# ДАННЫЕ УПРАЖНЕНИЯ
^^^^
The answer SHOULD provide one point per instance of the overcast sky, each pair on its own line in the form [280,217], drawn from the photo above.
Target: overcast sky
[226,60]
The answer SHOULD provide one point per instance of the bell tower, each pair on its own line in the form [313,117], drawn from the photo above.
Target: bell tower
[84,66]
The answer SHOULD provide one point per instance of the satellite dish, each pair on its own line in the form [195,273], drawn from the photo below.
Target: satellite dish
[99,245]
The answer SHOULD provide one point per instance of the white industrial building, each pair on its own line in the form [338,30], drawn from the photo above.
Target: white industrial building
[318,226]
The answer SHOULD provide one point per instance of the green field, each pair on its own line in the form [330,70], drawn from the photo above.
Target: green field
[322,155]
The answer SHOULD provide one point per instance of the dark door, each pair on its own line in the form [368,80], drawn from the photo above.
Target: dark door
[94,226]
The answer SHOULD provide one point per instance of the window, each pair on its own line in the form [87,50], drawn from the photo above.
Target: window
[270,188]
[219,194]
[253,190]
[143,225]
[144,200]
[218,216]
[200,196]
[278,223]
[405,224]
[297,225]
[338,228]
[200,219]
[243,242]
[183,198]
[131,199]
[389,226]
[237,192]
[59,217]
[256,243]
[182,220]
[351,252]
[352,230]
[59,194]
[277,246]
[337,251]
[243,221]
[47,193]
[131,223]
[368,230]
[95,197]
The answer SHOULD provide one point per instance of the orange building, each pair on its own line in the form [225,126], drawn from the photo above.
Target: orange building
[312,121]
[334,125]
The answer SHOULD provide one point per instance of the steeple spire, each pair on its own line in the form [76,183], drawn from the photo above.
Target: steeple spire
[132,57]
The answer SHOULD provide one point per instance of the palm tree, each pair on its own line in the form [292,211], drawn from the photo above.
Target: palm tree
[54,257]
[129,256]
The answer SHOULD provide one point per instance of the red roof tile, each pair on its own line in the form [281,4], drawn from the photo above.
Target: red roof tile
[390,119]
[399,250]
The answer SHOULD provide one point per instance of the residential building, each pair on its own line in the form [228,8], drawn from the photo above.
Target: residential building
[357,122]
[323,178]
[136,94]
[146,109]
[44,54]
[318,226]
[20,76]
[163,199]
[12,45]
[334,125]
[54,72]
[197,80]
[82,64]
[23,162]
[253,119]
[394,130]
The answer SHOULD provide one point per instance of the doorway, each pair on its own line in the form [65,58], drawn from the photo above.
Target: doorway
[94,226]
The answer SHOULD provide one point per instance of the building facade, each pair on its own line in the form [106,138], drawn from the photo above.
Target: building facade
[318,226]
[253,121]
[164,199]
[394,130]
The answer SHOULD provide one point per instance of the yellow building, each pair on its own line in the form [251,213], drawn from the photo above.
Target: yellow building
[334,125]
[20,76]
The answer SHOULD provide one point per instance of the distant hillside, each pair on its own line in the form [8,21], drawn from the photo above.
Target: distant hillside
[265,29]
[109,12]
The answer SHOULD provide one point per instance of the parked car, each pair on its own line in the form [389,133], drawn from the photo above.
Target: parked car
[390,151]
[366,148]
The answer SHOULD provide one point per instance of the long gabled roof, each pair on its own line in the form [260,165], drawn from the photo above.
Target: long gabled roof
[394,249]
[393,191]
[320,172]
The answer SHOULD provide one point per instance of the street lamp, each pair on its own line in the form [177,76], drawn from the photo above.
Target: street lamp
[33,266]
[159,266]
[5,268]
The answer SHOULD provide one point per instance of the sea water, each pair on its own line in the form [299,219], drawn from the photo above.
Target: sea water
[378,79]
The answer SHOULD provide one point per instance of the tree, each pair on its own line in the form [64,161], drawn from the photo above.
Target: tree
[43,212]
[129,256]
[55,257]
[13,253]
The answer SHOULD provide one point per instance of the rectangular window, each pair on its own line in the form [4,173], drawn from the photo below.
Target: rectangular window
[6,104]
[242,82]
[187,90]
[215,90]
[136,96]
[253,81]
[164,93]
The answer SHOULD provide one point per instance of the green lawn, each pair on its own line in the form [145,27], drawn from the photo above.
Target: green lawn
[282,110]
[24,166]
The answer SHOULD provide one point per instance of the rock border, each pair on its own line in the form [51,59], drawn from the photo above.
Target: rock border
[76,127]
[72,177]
^^^^
# ЗАДАНИЕ
Пожалуйста, отмасштабируйте координаты точек в ответах, начиная со строки с «The answer SHOULD provide one point per instance of the rock» и до конца данных включительно: умножьте каждое число на 1,05 и округлите до целого, половины в большую сторону. Приведите все эти строки целиком, остальные числа оставьте без изменений.

# ПОЛНЫЙ ОТВЕТ
The answer SHOULD provide one point per instance of the rock border, each pair on its own line in the form [51,59], drawn from the photo above.
Target: rock border
[80,133]
[76,186]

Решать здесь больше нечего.